%%

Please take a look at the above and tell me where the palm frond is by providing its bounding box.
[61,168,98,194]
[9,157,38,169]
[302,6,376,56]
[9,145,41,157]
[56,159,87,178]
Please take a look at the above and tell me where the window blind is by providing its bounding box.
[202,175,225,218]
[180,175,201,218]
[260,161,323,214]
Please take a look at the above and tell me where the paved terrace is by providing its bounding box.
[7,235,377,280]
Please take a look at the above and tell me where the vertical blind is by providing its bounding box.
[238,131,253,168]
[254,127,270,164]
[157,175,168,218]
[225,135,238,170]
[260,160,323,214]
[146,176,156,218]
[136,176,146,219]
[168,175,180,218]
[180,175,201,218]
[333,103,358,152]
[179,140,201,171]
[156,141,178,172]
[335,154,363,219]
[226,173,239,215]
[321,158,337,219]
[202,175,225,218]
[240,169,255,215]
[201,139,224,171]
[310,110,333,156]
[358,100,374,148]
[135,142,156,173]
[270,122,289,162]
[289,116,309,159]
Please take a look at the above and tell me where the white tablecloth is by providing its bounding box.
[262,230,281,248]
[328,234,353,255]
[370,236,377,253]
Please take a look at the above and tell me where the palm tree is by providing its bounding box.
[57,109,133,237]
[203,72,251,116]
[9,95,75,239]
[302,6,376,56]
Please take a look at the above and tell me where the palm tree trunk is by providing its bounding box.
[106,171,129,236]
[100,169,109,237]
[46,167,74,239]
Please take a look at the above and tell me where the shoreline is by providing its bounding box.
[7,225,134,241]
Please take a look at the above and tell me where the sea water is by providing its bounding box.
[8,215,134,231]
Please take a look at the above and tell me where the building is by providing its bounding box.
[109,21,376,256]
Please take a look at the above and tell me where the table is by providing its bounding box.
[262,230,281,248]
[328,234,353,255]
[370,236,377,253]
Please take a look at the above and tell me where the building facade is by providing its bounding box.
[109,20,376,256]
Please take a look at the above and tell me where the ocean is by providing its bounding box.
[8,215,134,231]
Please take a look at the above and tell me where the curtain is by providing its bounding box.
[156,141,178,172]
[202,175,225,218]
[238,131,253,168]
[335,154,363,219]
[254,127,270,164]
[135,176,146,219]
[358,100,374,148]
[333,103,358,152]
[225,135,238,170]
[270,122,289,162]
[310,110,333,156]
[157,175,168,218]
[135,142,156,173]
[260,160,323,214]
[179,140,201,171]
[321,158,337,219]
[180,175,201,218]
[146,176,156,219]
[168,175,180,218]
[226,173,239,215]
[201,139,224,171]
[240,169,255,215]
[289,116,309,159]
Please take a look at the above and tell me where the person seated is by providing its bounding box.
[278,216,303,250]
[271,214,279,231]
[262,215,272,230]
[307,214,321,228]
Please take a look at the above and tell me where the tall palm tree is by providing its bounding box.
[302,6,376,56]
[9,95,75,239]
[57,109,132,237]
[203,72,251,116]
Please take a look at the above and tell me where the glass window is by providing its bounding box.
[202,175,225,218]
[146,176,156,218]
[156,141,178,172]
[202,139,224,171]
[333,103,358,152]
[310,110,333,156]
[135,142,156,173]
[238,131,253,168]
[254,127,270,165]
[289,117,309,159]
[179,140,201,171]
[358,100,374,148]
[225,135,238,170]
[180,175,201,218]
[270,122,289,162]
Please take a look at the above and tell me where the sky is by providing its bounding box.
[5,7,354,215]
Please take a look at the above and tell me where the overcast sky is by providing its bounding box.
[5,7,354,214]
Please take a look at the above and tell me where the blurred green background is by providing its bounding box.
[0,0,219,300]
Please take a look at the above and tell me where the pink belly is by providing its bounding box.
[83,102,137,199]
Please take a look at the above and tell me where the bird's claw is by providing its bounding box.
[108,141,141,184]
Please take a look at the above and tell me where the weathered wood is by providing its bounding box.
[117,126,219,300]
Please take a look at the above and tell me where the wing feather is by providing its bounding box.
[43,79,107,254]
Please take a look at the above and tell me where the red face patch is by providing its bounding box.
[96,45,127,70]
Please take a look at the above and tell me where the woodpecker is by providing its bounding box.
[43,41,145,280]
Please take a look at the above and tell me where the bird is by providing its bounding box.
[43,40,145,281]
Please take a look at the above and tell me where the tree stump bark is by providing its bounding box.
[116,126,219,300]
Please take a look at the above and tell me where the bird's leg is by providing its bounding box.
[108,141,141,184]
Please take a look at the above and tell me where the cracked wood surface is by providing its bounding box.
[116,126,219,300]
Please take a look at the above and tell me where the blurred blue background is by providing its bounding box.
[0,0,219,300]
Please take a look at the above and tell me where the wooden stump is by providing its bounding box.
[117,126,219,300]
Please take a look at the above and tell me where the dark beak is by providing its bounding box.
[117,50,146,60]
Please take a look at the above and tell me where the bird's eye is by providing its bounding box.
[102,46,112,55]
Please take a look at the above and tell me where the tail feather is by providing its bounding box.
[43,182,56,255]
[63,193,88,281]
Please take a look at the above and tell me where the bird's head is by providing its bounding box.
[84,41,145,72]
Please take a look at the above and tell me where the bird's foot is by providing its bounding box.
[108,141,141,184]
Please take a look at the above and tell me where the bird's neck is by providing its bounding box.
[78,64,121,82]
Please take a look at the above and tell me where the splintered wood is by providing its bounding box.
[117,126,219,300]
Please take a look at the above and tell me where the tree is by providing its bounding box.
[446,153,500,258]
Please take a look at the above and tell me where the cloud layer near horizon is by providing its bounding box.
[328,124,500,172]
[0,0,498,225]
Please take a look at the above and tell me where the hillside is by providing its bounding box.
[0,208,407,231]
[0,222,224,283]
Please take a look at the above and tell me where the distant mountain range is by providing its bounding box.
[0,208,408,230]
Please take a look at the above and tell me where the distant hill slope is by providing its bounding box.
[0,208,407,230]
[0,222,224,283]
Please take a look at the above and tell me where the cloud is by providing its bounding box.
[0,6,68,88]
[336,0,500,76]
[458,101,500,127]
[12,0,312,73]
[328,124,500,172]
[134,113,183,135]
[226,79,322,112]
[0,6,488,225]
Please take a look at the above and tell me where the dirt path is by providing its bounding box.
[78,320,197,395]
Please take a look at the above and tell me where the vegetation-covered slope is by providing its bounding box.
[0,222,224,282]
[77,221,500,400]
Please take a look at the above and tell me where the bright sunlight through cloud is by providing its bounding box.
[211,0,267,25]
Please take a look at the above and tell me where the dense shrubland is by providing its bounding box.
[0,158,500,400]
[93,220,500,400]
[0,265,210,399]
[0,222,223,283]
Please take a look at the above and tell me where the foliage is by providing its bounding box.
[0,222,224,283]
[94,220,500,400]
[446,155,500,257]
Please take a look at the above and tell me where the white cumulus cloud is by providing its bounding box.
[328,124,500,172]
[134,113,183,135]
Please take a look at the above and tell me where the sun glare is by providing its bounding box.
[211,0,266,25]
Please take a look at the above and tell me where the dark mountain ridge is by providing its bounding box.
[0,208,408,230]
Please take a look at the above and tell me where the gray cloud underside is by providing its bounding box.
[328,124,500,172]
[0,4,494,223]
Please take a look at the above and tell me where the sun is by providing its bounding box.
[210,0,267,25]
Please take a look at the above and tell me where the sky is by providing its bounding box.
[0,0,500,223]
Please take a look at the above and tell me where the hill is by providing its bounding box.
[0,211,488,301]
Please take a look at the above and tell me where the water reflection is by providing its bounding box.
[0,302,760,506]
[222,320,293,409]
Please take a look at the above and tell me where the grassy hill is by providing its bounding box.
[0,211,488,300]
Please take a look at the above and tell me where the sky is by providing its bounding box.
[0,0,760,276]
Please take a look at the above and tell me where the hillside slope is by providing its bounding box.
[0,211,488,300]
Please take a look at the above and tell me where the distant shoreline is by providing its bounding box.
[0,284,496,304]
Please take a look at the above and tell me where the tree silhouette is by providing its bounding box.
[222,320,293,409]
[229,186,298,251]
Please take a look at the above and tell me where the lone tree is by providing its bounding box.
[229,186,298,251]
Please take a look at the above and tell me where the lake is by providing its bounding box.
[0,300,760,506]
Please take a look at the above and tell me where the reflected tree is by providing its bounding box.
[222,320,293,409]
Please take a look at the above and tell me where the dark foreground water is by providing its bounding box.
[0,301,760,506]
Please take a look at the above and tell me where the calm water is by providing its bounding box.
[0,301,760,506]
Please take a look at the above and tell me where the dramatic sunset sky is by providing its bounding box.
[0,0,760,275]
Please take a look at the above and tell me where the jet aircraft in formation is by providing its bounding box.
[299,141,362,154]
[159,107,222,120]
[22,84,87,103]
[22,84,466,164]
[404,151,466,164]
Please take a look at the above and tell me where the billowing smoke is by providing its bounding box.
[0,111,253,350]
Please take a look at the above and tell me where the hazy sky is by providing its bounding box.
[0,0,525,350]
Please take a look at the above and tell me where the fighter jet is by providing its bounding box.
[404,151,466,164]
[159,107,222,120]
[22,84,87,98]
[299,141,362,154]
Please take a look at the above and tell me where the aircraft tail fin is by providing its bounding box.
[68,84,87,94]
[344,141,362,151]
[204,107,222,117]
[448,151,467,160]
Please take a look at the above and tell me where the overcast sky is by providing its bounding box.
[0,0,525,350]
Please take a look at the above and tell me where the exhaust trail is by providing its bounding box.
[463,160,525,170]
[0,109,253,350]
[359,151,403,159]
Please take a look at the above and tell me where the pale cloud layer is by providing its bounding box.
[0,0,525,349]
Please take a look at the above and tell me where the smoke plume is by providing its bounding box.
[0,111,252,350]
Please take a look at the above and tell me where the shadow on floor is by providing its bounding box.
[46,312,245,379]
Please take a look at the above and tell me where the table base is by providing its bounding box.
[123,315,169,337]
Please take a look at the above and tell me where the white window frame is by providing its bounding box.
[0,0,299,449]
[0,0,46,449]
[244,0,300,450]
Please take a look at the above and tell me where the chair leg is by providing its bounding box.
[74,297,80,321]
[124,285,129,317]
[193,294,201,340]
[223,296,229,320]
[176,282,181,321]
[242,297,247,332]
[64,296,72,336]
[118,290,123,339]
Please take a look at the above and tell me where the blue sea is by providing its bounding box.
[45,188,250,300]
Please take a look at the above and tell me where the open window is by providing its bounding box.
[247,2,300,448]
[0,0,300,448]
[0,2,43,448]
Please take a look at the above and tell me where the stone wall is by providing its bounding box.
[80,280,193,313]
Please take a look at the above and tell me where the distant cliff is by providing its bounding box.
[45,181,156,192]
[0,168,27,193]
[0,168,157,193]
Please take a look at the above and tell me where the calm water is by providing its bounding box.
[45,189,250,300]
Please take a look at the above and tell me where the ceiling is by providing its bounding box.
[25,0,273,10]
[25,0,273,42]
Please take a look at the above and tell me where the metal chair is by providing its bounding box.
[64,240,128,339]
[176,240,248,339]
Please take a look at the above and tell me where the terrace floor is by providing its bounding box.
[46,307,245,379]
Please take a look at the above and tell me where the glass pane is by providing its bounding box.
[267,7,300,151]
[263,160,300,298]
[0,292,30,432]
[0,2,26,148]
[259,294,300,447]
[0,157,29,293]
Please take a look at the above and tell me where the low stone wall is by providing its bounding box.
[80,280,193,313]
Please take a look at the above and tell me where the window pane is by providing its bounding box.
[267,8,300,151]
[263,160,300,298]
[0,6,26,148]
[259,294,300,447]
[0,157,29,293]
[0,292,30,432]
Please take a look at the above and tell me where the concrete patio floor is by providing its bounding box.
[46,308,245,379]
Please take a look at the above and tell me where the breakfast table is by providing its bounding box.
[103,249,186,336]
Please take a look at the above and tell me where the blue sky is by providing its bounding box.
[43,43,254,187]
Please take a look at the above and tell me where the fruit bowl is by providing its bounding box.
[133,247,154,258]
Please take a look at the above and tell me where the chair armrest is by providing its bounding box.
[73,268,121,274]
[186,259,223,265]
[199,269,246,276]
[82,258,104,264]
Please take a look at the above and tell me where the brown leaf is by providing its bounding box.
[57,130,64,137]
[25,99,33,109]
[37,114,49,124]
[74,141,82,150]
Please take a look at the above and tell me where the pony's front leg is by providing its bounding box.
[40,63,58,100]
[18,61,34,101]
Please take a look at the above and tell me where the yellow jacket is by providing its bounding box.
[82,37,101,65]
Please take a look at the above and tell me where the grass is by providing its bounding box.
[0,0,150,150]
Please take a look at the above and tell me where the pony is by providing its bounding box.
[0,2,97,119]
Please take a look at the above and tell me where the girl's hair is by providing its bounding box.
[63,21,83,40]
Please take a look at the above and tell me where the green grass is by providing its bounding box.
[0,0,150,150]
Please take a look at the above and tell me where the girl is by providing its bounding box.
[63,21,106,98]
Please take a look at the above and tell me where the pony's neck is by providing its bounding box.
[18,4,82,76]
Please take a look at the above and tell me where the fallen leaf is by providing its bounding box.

%%

Return, verbatim, the lines of the records starting with the line containing "base is by providing its bounding box." and continuing through the line containing "[244,0,300,450]", both included.

▸ **RESULT OF THE EXERCISE**:
Please take a look at the above and tell me where the table base is by providing its bounding box.
[123,315,169,337]
Please take a look at the above and tell me where the white window frame is by providing its bounding box.
[0,0,299,449]
[0,0,46,449]
[244,0,300,450]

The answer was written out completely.